(Part of a data file)

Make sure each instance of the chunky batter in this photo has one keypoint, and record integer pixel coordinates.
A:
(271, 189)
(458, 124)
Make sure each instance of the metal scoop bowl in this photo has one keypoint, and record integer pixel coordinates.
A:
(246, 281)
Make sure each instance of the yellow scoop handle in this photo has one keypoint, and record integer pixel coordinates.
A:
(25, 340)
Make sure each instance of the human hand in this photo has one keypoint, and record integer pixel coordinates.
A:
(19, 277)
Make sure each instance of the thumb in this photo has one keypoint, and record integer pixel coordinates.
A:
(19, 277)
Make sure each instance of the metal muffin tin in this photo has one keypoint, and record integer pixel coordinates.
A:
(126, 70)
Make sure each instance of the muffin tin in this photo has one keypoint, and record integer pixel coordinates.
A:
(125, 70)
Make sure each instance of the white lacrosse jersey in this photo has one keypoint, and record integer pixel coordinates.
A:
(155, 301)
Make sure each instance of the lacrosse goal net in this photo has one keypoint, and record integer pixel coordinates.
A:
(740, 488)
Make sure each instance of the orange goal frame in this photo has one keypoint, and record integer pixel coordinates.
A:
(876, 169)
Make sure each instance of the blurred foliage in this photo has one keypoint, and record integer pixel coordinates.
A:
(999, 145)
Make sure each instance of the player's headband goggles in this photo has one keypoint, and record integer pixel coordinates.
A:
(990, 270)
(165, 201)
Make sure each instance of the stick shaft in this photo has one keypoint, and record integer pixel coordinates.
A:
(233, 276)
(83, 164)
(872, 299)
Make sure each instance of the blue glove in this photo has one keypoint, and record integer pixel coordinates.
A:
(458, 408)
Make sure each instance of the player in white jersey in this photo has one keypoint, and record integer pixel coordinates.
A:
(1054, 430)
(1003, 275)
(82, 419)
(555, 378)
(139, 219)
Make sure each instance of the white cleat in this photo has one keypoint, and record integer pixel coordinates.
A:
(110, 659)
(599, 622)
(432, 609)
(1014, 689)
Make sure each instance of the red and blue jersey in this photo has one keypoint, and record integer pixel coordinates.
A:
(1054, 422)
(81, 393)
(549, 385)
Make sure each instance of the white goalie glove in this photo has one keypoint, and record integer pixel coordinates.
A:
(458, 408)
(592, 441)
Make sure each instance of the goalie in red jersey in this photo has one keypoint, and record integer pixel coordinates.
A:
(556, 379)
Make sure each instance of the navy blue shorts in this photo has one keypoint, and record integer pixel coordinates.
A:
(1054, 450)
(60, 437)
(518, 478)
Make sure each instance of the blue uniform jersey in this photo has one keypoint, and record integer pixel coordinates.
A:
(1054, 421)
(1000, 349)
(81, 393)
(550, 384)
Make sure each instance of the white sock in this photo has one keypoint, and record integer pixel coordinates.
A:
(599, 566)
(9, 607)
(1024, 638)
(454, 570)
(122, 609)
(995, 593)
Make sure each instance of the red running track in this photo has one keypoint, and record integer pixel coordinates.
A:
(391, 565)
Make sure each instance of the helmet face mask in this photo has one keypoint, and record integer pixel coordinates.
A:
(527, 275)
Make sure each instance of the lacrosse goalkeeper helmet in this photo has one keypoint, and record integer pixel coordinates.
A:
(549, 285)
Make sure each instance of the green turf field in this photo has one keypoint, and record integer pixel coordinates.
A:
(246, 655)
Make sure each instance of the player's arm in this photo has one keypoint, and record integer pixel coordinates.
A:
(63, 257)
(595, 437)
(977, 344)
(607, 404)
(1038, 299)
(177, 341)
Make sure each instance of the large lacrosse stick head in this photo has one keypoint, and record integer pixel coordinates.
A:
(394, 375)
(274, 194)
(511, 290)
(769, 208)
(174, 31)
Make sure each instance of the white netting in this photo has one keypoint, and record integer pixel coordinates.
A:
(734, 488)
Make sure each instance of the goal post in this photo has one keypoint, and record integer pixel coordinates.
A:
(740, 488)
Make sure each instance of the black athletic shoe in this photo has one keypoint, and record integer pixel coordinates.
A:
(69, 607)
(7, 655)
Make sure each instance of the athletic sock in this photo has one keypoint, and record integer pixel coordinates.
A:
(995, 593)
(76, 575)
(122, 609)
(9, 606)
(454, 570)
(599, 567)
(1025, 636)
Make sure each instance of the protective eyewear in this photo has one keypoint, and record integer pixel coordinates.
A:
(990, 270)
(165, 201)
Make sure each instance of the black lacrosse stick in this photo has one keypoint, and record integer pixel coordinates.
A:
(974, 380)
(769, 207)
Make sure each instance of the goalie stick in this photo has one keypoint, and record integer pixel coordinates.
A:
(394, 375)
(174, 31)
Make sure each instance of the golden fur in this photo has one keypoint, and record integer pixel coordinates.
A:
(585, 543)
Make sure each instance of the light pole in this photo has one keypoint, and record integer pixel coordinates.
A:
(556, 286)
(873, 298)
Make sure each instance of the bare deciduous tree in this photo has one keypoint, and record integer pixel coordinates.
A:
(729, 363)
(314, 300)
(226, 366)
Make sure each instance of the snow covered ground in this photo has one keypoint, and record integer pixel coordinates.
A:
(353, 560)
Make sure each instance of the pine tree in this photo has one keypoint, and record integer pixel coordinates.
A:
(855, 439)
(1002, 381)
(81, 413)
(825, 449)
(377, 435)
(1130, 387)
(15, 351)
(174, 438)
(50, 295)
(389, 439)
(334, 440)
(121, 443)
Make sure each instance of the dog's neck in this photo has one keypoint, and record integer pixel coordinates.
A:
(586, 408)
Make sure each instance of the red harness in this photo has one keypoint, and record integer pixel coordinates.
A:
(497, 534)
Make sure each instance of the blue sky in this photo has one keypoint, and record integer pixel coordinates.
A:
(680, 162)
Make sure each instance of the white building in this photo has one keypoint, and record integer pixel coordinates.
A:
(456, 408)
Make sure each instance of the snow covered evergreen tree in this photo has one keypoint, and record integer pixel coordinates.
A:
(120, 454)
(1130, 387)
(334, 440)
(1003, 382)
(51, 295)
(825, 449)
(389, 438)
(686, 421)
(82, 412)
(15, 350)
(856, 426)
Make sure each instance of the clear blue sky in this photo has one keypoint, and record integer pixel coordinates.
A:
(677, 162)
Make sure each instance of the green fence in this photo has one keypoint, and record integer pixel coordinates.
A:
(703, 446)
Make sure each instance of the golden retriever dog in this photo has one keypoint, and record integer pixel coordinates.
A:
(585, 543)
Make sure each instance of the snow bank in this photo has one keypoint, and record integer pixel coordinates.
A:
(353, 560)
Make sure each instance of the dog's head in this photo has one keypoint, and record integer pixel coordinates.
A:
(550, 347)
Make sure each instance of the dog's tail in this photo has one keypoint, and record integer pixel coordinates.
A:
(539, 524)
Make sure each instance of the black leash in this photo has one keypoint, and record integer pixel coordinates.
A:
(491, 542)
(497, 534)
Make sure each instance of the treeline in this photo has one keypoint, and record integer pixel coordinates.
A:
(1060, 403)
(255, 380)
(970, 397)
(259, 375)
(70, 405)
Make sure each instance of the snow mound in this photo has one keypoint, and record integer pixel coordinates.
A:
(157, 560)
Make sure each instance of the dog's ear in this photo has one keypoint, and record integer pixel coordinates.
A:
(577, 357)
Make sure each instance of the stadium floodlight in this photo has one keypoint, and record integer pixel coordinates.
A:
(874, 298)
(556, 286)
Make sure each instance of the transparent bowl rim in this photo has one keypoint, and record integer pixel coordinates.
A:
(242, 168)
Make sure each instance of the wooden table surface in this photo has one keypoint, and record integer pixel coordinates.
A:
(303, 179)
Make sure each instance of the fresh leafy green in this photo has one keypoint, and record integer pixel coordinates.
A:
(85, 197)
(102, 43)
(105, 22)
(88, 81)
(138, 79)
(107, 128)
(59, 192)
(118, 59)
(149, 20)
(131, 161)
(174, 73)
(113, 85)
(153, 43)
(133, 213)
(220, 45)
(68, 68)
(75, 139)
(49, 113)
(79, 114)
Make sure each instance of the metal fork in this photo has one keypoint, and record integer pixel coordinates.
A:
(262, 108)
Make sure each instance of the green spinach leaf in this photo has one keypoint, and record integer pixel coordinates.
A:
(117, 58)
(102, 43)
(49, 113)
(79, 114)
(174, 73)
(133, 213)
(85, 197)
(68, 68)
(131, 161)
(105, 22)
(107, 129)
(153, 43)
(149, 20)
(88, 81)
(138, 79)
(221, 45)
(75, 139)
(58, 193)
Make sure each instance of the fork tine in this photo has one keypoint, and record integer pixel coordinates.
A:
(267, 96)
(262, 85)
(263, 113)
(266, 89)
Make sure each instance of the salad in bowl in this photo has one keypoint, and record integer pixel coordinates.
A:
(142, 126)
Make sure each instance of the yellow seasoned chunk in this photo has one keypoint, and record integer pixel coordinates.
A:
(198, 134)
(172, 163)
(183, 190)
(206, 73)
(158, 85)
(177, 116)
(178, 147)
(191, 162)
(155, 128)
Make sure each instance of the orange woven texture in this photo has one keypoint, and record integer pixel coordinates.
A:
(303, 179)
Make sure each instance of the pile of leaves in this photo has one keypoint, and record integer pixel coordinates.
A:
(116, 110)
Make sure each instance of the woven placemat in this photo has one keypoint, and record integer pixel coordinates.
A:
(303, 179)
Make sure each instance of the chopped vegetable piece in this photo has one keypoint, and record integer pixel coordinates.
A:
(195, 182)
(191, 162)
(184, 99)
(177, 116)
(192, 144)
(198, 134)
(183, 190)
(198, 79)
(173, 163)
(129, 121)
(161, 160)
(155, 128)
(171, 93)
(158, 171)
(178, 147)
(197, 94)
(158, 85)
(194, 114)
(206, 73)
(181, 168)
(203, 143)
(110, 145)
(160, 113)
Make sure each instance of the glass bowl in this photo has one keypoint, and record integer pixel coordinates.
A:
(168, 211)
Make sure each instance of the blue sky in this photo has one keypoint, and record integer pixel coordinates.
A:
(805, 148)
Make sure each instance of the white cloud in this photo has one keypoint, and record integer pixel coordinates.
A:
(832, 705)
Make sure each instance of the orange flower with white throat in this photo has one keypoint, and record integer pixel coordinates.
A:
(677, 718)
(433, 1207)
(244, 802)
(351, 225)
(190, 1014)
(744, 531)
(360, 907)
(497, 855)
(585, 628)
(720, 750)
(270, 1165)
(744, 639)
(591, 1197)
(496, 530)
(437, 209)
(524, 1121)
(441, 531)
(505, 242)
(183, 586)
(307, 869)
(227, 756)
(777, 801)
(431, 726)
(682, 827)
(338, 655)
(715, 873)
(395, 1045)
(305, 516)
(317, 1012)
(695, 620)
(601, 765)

> _Exercise details_:
Repeat exactly the lines above from the line that contains "Make sure each instance of the yellow seasoned" through the end. Include both of these ends; leave out everything else.

> _Exercise solution_:
Make sure each instance of the yellow seasoned chunk in this photo has one keypoint, and record integer pixel coordinates.
A:
(198, 134)
(172, 163)
(183, 190)
(206, 73)
(158, 85)
(177, 116)
(178, 147)
(191, 162)
(155, 128)
Make sure each instance of the orange woven texture in this photo has one keypoint, and record integer pixel coordinates.
A:
(303, 179)
Make sure each instance of the pile of leaves in this photo has one keypoint, and record integer pixel coordinates.
A:
(116, 110)
Make sure each instance of the woven placemat in this photo has one keypoint, and record integer pixel coordinates.
A:
(303, 179)
Make sure each instance of the chopped vegetable piece in this photo has one keypoint, and record integer pixel coordinates.
A:
(195, 182)
(191, 162)
(184, 99)
(177, 116)
(192, 144)
(198, 134)
(183, 190)
(198, 79)
(173, 163)
(129, 121)
(161, 160)
(155, 128)
(171, 93)
(158, 171)
(178, 147)
(197, 94)
(158, 85)
(194, 114)
(206, 73)
(181, 168)
(203, 143)
(110, 145)
(160, 113)
Make sure each instance of the glass bowl in this photo has one keypoint, and record integer pixel coordinates.
A:
(168, 211)
Make sure each instance of the blue sky in this photo has one keypoint, and record integer pixel coordinates.
A:
(805, 148)
Make sure each instance of the white cloud in this photo has one keypoint, and record integer pixel coordinates.
A:
(832, 705)
Make sure each instance of the orange flower with white throat in this photo has one keypoint, and record integer pixel coordinates.
A:
(677, 718)
(433, 1207)
(244, 802)
(351, 225)
(190, 1014)
(744, 531)
(360, 907)
(497, 855)
(585, 628)
(720, 750)
(270, 1165)
(744, 639)
(591, 1197)
(496, 530)
(437, 209)
(524, 1121)
(441, 531)
(505, 242)
(183, 586)
(307, 869)
(227, 756)
(777, 801)
(431, 726)
(682, 827)
(338, 655)
(715, 873)
(395, 1045)
(305, 516)
(317, 1012)
(695, 620)
(601, 765)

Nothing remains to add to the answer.